# [Point-per-instance localization data]
--------------------

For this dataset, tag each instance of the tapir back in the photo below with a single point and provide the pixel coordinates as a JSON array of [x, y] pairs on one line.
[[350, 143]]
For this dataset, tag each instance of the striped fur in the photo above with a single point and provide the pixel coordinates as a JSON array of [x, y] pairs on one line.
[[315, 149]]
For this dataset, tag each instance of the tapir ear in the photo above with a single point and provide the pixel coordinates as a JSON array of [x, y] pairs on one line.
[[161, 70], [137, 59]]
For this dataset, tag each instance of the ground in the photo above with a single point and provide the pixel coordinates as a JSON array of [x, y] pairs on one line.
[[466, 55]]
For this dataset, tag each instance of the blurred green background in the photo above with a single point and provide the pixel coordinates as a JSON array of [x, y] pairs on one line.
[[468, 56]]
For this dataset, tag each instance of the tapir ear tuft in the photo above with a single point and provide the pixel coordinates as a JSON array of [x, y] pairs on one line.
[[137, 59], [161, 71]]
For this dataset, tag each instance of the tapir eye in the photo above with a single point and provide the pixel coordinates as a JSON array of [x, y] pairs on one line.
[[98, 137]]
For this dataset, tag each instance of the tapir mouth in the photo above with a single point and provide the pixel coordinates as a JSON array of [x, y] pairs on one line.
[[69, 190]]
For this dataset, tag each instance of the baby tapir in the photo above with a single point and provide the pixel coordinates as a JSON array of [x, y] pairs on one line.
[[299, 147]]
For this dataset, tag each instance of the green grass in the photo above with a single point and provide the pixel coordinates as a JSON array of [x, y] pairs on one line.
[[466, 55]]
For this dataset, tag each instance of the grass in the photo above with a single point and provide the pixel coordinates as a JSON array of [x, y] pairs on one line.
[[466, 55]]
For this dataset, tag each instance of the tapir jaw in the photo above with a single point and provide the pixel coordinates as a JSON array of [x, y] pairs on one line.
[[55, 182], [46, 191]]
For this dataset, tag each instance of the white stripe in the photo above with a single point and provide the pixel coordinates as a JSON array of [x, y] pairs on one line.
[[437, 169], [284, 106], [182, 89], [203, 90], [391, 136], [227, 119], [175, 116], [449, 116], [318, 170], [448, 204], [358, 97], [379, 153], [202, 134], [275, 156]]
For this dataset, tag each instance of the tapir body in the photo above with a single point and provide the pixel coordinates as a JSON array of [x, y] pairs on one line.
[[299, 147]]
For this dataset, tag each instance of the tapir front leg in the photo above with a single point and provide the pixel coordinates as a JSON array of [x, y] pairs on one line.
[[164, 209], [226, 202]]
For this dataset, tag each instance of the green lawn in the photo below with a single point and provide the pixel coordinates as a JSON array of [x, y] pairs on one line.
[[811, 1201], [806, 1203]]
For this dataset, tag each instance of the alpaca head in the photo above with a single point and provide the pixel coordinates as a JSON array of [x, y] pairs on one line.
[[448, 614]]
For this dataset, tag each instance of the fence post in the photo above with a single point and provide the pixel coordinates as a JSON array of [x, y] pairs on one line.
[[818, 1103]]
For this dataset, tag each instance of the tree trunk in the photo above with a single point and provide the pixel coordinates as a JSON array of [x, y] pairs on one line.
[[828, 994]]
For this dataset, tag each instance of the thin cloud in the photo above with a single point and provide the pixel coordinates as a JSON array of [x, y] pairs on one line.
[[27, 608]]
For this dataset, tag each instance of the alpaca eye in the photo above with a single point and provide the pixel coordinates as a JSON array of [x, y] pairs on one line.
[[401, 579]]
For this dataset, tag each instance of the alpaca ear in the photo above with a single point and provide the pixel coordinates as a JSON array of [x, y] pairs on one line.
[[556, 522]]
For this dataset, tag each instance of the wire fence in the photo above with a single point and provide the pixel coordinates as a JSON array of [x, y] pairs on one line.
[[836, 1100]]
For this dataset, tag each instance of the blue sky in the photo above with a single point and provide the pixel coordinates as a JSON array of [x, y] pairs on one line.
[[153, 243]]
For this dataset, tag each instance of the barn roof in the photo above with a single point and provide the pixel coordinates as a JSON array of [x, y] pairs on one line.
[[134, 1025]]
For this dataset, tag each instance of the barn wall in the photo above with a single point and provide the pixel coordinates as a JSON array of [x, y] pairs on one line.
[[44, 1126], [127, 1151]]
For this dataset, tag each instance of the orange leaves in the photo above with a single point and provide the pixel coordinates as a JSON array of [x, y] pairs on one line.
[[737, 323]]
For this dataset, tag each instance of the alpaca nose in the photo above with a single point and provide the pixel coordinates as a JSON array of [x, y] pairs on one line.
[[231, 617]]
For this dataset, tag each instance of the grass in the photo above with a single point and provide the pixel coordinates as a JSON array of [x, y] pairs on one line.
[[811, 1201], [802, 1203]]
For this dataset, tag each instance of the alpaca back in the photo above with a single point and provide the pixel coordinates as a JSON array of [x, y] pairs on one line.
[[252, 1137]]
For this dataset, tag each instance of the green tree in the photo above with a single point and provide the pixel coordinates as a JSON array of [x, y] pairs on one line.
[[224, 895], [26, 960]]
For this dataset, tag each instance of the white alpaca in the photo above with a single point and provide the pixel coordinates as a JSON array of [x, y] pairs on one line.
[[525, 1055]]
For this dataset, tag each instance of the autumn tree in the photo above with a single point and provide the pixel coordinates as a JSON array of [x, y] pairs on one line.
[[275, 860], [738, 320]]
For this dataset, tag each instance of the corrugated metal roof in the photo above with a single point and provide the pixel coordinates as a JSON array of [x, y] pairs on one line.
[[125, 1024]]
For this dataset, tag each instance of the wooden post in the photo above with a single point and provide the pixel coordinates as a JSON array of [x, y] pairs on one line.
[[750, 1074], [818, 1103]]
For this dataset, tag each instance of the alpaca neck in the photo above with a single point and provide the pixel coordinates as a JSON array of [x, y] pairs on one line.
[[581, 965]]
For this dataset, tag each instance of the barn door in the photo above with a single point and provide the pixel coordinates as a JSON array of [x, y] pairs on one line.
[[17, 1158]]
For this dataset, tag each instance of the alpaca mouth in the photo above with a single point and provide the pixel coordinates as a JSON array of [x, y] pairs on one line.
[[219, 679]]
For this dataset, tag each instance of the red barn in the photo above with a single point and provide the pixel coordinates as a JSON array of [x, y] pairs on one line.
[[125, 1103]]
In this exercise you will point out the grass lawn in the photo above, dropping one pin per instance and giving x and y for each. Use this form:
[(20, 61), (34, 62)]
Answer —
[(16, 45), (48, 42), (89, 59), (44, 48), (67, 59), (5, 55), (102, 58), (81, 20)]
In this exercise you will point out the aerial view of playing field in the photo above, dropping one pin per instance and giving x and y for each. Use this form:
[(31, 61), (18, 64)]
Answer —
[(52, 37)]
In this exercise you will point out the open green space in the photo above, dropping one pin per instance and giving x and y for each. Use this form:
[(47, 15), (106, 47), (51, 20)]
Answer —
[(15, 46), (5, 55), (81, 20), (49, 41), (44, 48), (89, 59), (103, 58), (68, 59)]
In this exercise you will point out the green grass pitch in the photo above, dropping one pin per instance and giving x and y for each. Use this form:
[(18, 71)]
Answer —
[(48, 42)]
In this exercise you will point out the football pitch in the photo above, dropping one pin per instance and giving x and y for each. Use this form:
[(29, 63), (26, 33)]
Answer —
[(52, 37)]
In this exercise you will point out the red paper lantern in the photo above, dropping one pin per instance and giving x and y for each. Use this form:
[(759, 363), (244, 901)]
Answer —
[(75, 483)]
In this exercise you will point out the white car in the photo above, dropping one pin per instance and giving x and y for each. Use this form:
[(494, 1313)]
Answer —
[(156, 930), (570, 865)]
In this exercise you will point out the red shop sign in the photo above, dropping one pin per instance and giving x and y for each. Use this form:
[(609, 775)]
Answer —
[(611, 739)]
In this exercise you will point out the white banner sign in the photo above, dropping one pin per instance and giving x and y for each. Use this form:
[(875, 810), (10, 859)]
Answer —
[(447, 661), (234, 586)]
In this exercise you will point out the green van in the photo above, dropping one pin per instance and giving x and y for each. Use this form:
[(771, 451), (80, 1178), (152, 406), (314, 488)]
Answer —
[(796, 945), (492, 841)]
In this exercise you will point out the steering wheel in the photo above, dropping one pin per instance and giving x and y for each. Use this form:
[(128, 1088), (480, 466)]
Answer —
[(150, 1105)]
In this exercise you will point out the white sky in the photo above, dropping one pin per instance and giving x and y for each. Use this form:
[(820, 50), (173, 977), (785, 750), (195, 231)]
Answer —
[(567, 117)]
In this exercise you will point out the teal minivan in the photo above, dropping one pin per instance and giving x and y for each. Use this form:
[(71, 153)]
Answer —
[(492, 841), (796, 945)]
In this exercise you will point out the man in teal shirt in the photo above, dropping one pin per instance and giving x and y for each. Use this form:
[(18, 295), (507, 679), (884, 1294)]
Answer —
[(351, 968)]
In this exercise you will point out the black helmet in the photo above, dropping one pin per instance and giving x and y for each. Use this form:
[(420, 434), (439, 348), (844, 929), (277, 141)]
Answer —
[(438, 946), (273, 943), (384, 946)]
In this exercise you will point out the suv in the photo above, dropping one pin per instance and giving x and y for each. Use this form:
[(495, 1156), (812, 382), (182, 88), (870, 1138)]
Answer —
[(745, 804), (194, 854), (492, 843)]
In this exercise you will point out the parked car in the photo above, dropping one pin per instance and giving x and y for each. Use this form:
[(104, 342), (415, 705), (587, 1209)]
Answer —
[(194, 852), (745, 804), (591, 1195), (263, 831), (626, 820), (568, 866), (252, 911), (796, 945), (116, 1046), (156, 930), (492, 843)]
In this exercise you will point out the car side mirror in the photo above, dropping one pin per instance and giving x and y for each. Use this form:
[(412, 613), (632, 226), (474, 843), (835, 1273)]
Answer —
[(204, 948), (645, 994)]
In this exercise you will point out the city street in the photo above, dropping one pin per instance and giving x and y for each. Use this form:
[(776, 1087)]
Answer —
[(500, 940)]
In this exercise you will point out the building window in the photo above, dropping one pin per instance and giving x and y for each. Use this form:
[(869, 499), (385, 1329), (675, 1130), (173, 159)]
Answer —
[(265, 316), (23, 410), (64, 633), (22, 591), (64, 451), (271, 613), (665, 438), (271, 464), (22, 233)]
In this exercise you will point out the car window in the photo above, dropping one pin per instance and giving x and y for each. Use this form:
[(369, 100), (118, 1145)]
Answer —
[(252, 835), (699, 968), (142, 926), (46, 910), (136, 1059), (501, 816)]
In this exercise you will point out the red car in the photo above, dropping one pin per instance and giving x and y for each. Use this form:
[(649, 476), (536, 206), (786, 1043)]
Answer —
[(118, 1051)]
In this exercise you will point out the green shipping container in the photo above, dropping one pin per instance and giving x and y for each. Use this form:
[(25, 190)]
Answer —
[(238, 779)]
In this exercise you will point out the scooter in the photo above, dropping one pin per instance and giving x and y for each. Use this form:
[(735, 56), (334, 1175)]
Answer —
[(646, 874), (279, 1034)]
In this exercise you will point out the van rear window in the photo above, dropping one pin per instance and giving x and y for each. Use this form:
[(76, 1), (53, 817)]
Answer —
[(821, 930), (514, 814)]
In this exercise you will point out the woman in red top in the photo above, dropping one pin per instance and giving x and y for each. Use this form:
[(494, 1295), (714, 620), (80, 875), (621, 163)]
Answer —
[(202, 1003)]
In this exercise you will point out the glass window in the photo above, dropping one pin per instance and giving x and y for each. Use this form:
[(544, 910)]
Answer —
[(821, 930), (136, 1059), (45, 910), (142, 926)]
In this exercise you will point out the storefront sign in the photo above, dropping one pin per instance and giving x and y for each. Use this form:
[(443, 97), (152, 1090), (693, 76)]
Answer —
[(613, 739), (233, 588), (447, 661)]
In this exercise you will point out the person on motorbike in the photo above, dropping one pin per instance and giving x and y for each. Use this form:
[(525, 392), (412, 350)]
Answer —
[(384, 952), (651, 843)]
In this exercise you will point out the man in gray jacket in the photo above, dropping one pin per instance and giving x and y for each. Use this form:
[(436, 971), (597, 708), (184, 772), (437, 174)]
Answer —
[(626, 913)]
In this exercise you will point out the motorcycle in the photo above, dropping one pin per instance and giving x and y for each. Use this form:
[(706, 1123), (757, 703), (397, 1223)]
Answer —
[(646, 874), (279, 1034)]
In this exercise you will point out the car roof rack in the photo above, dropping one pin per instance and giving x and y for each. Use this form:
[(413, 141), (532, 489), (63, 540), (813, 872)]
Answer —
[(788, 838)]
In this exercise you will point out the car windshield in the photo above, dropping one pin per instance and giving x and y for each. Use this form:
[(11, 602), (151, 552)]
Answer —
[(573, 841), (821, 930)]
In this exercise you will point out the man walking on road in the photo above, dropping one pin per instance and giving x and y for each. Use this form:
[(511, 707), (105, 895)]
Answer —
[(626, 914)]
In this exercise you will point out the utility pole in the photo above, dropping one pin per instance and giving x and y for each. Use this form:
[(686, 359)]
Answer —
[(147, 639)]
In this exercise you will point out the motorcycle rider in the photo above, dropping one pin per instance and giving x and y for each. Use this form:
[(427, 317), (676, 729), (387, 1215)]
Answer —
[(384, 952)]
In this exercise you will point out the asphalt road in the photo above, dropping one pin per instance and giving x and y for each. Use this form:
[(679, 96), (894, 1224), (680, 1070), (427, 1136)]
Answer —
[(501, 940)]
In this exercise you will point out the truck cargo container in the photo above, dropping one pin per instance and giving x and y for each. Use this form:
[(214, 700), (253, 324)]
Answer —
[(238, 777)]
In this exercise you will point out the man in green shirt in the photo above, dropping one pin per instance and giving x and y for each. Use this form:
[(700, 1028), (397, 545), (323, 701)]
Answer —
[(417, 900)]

--------------------

# [WHAT IS EXPECTED]
Every line from the one containing "[(427, 317), (676, 729), (387, 1215)]" through the final line of the data above is to be restated word for word, and nothing more.

# [ANSWER]
[(427, 317), (676, 729), (387, 1215)]
Answer —
[(384, 952)]
In this exercise you will point out the asphalt road in the photo above, dropping one pin per instance and giving x and y for each. Use this form:
[(679, 96), (894, 1224), (680, 1070), (427, 1136)]
Answer —
[(501, 940)]
In this exercise you will point out the truck cargo container in the photo above, dropping one pin per instance and giving x and y for each. Use this form:
[(214, 700), (253, 324)]
Answer —
[(238, 777)]
In this exercise you will point out the man in green shirt in the photo above, dropping one pin per instance and giving x and y for each. Use this form:
[(700, 1028), (397, 545), (323, 701)]
Answer —
[(417, 900)]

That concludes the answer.